# [GIVEN EXERCISE]
Every line below should be copied exactly; drop the pictures.
══ DATA SHOWN
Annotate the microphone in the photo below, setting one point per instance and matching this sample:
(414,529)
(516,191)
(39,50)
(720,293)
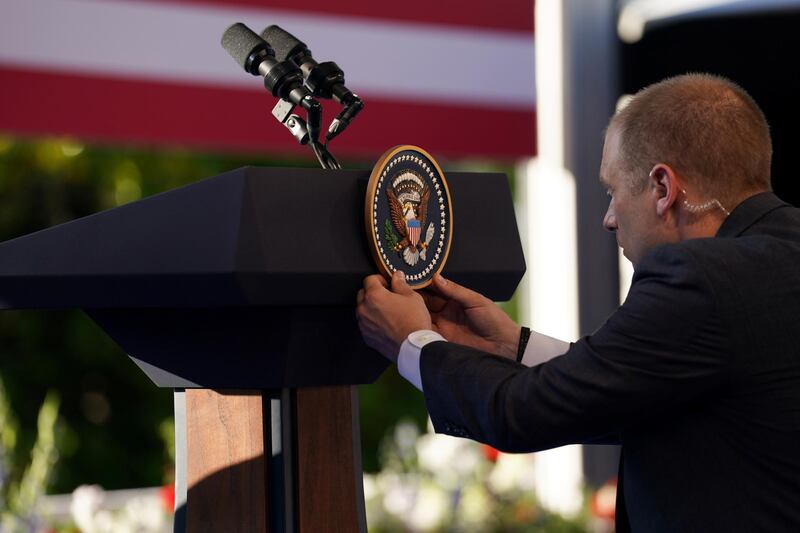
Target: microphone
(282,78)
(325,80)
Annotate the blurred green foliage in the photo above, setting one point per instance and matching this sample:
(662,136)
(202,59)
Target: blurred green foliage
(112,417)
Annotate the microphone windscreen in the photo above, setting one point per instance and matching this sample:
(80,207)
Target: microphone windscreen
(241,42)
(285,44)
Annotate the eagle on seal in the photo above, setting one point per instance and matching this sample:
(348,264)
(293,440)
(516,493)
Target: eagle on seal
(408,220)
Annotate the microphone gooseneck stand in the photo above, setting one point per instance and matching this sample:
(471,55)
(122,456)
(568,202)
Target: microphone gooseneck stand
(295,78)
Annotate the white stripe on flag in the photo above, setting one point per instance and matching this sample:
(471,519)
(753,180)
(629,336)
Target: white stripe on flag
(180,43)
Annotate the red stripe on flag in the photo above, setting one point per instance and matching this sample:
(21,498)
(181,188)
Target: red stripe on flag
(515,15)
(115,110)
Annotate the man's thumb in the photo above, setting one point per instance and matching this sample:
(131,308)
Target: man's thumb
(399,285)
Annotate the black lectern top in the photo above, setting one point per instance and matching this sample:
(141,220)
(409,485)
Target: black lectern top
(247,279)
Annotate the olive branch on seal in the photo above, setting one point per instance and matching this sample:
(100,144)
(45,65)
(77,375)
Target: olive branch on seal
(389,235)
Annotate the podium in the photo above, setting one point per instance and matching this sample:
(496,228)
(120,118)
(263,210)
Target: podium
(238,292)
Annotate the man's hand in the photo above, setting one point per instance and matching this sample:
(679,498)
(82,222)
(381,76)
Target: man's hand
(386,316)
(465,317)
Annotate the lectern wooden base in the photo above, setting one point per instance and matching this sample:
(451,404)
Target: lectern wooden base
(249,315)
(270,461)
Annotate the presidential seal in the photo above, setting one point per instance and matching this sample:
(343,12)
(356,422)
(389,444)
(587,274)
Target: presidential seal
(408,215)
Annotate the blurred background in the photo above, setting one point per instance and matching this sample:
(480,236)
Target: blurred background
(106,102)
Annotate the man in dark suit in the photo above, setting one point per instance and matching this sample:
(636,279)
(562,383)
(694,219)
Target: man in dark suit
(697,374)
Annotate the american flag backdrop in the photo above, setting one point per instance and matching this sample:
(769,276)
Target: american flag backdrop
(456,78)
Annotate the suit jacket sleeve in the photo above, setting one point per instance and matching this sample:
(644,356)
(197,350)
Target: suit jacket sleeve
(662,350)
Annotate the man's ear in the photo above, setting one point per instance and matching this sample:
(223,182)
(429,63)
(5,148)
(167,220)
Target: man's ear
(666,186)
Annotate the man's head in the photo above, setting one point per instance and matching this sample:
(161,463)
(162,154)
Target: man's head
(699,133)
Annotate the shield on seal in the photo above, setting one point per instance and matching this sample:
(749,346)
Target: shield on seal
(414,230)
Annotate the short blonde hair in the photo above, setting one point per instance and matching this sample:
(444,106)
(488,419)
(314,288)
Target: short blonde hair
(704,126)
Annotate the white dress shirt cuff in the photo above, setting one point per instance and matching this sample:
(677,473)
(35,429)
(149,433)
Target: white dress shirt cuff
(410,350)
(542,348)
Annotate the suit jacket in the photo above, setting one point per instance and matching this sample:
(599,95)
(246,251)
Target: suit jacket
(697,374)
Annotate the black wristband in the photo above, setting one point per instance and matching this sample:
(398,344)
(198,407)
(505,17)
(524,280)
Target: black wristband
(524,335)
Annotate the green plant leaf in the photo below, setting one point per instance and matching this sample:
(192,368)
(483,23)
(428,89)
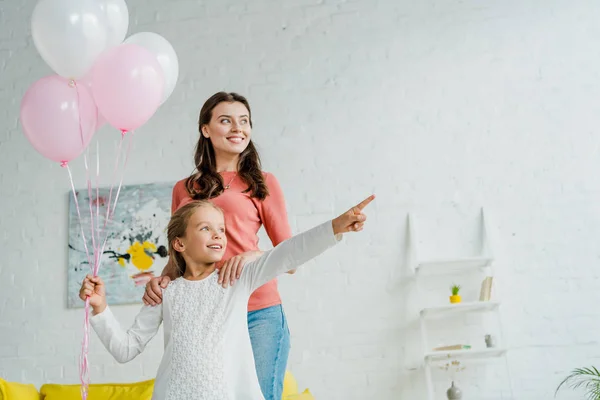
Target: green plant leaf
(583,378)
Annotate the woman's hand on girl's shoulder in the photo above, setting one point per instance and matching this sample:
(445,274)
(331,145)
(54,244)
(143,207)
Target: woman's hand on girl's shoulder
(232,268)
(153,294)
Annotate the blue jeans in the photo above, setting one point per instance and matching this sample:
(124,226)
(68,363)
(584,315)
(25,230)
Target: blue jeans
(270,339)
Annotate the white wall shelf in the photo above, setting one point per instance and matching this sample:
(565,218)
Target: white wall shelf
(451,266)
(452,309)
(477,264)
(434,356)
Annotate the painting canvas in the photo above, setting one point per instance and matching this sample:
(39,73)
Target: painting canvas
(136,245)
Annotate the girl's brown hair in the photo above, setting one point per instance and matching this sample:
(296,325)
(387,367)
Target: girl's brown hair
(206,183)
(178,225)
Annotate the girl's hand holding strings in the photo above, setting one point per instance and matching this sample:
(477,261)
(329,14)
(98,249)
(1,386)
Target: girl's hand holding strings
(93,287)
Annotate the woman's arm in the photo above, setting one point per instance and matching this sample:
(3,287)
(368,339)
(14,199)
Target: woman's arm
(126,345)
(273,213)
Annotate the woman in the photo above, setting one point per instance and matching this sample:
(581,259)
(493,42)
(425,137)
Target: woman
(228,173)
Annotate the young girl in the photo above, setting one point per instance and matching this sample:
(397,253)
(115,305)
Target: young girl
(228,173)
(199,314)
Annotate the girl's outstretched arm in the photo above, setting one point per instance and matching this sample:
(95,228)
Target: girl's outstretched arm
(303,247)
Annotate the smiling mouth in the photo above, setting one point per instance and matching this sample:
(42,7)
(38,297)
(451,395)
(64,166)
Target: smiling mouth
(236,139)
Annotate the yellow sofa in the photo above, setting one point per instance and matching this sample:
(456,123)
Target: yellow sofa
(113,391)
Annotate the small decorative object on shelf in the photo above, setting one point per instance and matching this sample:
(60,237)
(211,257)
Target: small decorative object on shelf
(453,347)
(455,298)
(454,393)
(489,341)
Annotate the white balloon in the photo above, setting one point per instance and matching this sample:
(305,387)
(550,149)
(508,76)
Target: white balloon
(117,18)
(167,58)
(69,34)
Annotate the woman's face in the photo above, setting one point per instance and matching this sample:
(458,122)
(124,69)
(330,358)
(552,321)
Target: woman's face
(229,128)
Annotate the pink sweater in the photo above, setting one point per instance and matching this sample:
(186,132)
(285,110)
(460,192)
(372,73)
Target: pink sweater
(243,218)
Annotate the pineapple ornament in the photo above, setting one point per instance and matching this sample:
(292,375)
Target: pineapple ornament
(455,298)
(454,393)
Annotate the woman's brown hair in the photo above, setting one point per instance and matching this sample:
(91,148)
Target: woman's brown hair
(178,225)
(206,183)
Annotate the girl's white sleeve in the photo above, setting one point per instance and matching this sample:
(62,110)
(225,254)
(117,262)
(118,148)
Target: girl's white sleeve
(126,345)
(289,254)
════
# [TASK SOLUTION]
Annotate the microphone in the photo below, setting one point per instance and matching this sample:
(414,529)
(516,191)
(39,50)
(720,293)
Target: microphone
(282,78)
(325,80)
Annotate the blurred green foliage in the photo above, setting one point per instance and matching this sample:
(662,136)
(202,59)
Target: blurred green foliage
(112,417)
Annotate the microphone windscreen in the photo above, setting one point per instance and matching this sample:
(80,207)
Target: microphone windscreen
(241,42)
(285,44)
Annotate the eagle on seal in the photo above, setting one point per instance and matching this sample:
(348,264)
(293,440)
(516,493)
Target: eagle on seal
(408,220)
Annotate the microphone gooseneck stand in the photo above, setting one point per instance and matching this sample:
(471,55)
(122,456)
(568,202)
Target: microphone gooseneck stand
(295,78)
Annotate the white stripe on flag in the photo above, setting one point per instance and matching this sample:
(471,519)
(753,180)
(629,336)
Target: white stripe on flag
(180,43)
Annotate the red stripe on flag in the photo above, setting one point per instance and matching this sample:
(21,498)
(181,188)
Target: red stripe on flag
(515,15)
(115,110)
Annotate the man's thumb in the photo above, setting one point per instance and matching this sample:
(131,308)
Target: man's thumb
(399,285)
Annotate the black lectern top in the photo above, setting one point per instance and matching this sample:
(141,220)
(409,485)
Target: black lectern top
(247,279)
Annotate the olive branch on seal in the photo above, setting one point per instance and matching this sample:
(100,144)
(45,65)
(77,375)
Target: olive branch on seal
(389,235)
Annotate the podium in the photo above, setting one point per instance and matching this sample:
(496,228)
(120,118)
(263,210)
Target: podium
(238,292)
Annotate the man's hand in the photo above, setting one point per instance and matching this sample:
(679,498)
(82,222)
(381,76)
Target: man's hand
(386,316)
(465,317)
Annotate the lectern wooden base in the photo above, setting one point per instance and matching this sample:
(451,404)
Target: lectern wooden base
(249,315)
(270,461)
Annotate the presidential seal in the photo above, setting one point per instance and matching this sample:
(343,12)
(356,422)
(389,444)
(587,274)
Target: presidential seal
(408,215)
Annotate the blurred background in the photo above, setting one point per instance and matching this sample:
(480,236)
Target: blurred background
(106,102)
Annotate the man in dark suit in the photo above, setting one point per instance and matching this sample:
(636,279)
(562,383)
(694,219)
Target: man in dark suit
(697,374)
Annotate the american flag backdrop in the photo above, setting one point per instance and matching this sample:
(769,276)
Target: american flag backdrop
(456,78)
Annotate the suit jacket sleeve in the photo above, setting one point per instance and matching this sample:
(644,356)
(197,350)
Target: suit jacket sleeve
(662,350)
Annotate the man's ear in the photo above, setting one point per instance and matching this sample:
(223,182)
(429,63)
(5,148)
(167,220)
Target: man's ear
(666,186)
Annotate the man's head in the photo above, setting one point per instance and matching this sample:
(161,463)
(162,154)
Target: man's head
(699,133)
Annotate the shield on seal in the photo above, setting one point per instance and matching this sample:
(749,346)
Target: shield on seal
(414,230)
Annotate the short blonde hair in the photo above, setting one point per instance and matching this sample:
(444,106)
(488,419)
(314,288)
Target: short blonde hair
(704,126)
Annotate the white dress shirt cuff in the photo above, setting one point per instance and matching this sample:
(677,473)
(35,429)
(149,433)
Target: white dress shirt cuff
(410,350)
(542,348)
Annotate the suit jacket in the photo above, setting one point per instance and matching this sample:
(599,95)
(246,251)
Target: suit jacket
(697,374)
Annotate the black wristband in the photo above, setting one point per instance and matching this sample:
(398,344)
(198,407)
(505,17)
(524,280)
Target: black wristband
(524,335)
Annotate the green plant leaf in the photo below, setting one point per instance and matching this sample:
(192,368)
(483,23)
(428,89)
Target: green plant leaf
(583,378)
Annotate the woman's hand on girl's shoulder in the photo above, setting one point per instance and matching this sample:
(445,274)
(331,145)
(54,244)
(143,207)
Target: woman's hand on girl's shoulder
(232,268)
(153,294)
Annotate the blue jeans in the photo above, setting one point per instance and matching this sample:
(124,226)
(68,363)
(584,315)
(25,230)
Target: blue jeans
(270,339)
Annotate the white wall shelf in the photo above, setting one point per instance and matching this sample:
(565,218)
Target: white wall shelf
(451,266)
(452,309)
(477,264)
(434,356)
Annotate the painting canvas in the photo above, setting one point per instance and matching this sample:
(39,73)
Target: painting canvas
(136,245)
Annotate the girl's brown hair in the photo above, setting one point per instance and matching this sample:
(296,325)
(387,367)
Target: girl's brown hair
(206,183)
(178,225)
Annotate the girl's hand holding strings in the photo above, setting one point per instance and matching this sample:
(477,261)
(329,14)
(98,249)
(1,386)
Target: girl's hand holding strings
(93,287)
Annotate the woman's arm in the photo above, setting one point per instance and matching this sample:
(3,287)
(368,339)
(14,199)
Target: woman's arm
(126,345)
(273,213)
Annotate the woman in the photo above, setting one point per instance and matching this sample:
(581,259)
(493,42)
(425,137)
Target: woman
(228,173)
Annotate the young girl in the photo above, setting one point per instance and matching this sample:
(397,253)
(115,305)
Target: young girl
(228,173)
(199,314)
Annotate the girl's outstretched arm in the photo above, setting one point per instance and matching this sample:
(95,228)
Target: girl's outstretched arm
(303,247)
Annotate the smiling mouth in the photo above, setting one point per instance and matching this sample:
(42,7)
(38,297)
(451,395)
(64,166)
Target: smiling mouth
(236,139)
Annotate the yellow sofa in the photo above, setting one point per instance and matching this sample:
(456,123)
Target: yellow sofa
(113,391)
Annotate the small decorative object on shelf in the photo above, setting one point per instance and matching this sample:
(60,237)
(211,257)
Target: small decorative object on shelf
(453,347)
(455,298)
(454,393)
(489,341)
Annotate the white balloon in the photo above, setting one point per instance and matching this sample:
(305,387)
(550,149)
(508,76)
Target: white balloon
(117,18)
(167,58)
(69,34)
Annotate the woman's face in the photo above, setting one point per instance and matching this sample:
(458,122)
(124,69)
(330,358)
(552,321)
Target: woman's face
(229,128)
Annotate the pink sweater in the photo above, setting one point per instance and matching this sample:
(186,132)
(285,110)
(460,192)
(372,73)
Target: pink sweater
(243,218)
Annotate the pineapple ornament in the photo above, setting one point per instance and matching this sample:
(292,375)
Target: pineapple ornament
(455,298)
(454,393)
Annotate the woman's brown hair in the photo above, setting one point per instance and matching this sample:
(91,148)
Target: woman's brown hair
(178,225)
(206,183)
Annotate the girl's white sleeve in the photo above, setting one point per instance and matching this sample:
(62,110)
(225,254)
(117,262)
(118,148)
Target: girl's white sleeve
(126,345)
(289,254)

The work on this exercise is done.